_Passage provided_:

From 63b7f3c535b3d8a63a612862025fb04967b20155 Mon Sep 17 00:00:00 2001
From: Lucas Werkmeister <mail@lucaswerkmeister.de>
Date: Sat, 20 Jul 2019 22:22:50 +0200
Subject: Add lexer for ShExC

ShExC [1] is one syntax for the ShEx (shape expressions) language [2] to
describe the structure of RDF graphs (the other two syntaxes are based on
JSON-LD and RDF and don?t need special lexers). It is syntactically similar to
SPARQL, which is why a lot of the productions of ShExCLexer are copied from
SparqlLexer, but at the same time has enough differences that I feel it?s
better to simply copy the productions rather than trying to share them between
the two lexers (compare e.?g. PN_LOCAL_ESCAPE_CHARS or IRIREF).

The example file purports to be a brief schema for Pygments lexers, which I put
together from scratch to avoid licensing issues with existing example schemas;
it should not be taken too seriously.

[1]: https://shex.io/shex-semantics/#shexc
[2]: https://shexspec.github.io/primer/
---
 pygments/lexers/_mapping.py     |   1 +
 pygments/lexers/rdf.py          | 148 +++++++++++++++++++++++++++++++++++++++-
 tests/examplefiles/example.shex |  20 ++++++
 3 files changed, 168 insertions(+), 1 deletion(-)
 create mode 100644 tests/examplefiles/example.shex

diff --git a/pygments/lexers/_mapping.py b/pygments/lexers/_mapping.py
index adb1ec83..595e100f 100644
--- a/pygments/lexers/_mapping.py
+++ b/pygments/lexers/_mapping.py
@@ -390,6 +390,7 @@ LEXERS = {
     'SchemeLexer': ('pygments.lexers.lisp', 'Scheme', ('scheme', 'scm'), ('*.scm', '*.ss'), ('text/x-scheme', 'application/x-scheme')),
     'ScilabLexer': ('pygments.lexers.matlab', 'Scilab', ('scilab',), ('*.sci', '*.sce', '*.tst'), ('text/scilab',)),
     'ScssLexer': ('pygments.lexers.css', 'SCSS', ('scss',), ('*.scss',), ('text/x-scss',)),
+    'ShExCLexer': ('pygments.lexers.rdf', 'ShExC', ('shexc', 'shex'), ('*.shex',), ('text/shex',)),
     'ShenLexer': ('pygments.lexers.lisp', 'Shen', ('shen',), ('*.shen',), ('text/x-shen', 'application/x-shen')),
     'SilverLexer': ('pygments.lexers.verification', 'Silver', ('silver',), ('*.sil', '*.vpr'), ()),
     'SlashLexer': ('pygments.lexers.slash', 'Slash', ('slash',), ('*.sl',), ()),
diff --git a/pygments/lexers/rdf.py b/pygments/lexers/rdf.py
index 8682387e..f172708d 100644
--- a/pygments/lexers/rdf.py
+++ b/pygments/lexers/rdf.py
@@ -15,7 +15,7 @@ from pygments.lexer import RegexLexer, bygroups, default
 from pygments.token import Keyword, Punctuation, String, Number, Operator, Generic, \
     Whitespace, Name, Literal, Comment, Text
 
-__all__ = ['SparqlLexer', 'TurtleLexer']
+__all__ = ['SparqlLexer', 'TurtleLexer', 'ShExCLexer']
 
 
 class SparqlLexer(RegexLexer):
@@ -275,3 +275,149 @@ class TurtleLexer(RegexLexer):
         for t in ('@base ', 'BASE ', '@prefix ', 'PREFIX '):
             if re.search(r'^\s*%s' % t, text):
                 return 0.80
+
+
+class ShExCLexer(RegexLexer):
+    """

_Problems_:
1) Answer from the ShExC lexer patch:
(a) Which two technologies are the other ShEx syntaxes based on?
(b) What filename pattern does the new mapping entry assign to ShExCLexer?
(c) How many insertions and deletions does the summary report?
2) Carry on the ShExC lexer patch from its last line.
The data that follows comes from a separate source and is unrelated to the ShExC lexer patch.

_Supplied records_:

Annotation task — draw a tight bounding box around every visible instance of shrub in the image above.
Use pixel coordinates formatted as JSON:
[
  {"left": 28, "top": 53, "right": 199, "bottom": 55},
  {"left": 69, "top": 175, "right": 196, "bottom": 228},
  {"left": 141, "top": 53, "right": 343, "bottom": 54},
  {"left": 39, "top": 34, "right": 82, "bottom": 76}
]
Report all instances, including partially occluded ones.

_Per-task outputs_:
1)
(a) JSON-LD and RDF.
(b) '*.shex'
(c) 168 insertions and 1 deletion.

2)
+    Lexer for `ShExC <https://shex.io/shex-semantics/#shexc>`_ shape expressions language syntax.
+    """
+    name = 'ShExC'
+    aliases = ['shexc', 'shex']
+    filenames = ['*.shex']
+    mimetypes = ['text/shex']
+
+    # character group definitions ::
+
+    PN_CHARS_BASE_GRP = (u'a-zA-Z'
+                         u'\u00c0-\u00d6'
+                         u'\u00d8-\u00f6'
+                         u'\u00f8-\u02ff'
+                         u'\u0370-\u037d'
+                         u'\u037f-\u1fff'
+                         u'\u200c-\u200d'
+                         u'\u2070-\u218f'
+                         u'\u2c00-\u2fef'
+                         u'\u3001-\ud7ff'
+                         u'\uf900-\ufdcf'
+                         u'\ufdf0-\ufffd')
+
+    PN_CHARS_U_GRP = (PN_CHARS_BASE_GRP + '_')
+
+    PN_CHARS_GRP = (PN_CHARS_U_GRP +
+                    r'\-' +
+                    r'0-9' +
+                    u'\u00b7' +
+                    u'\u0300-\u036f' +
+                    u'\u203f-\u2040')
+
+    HEX_GRP = '0-9A-Fa-f'
+
+    PN_LOCAL_ESC_CHARS_GRP = r"_~.\-!$&'()*+,;=/?#@%"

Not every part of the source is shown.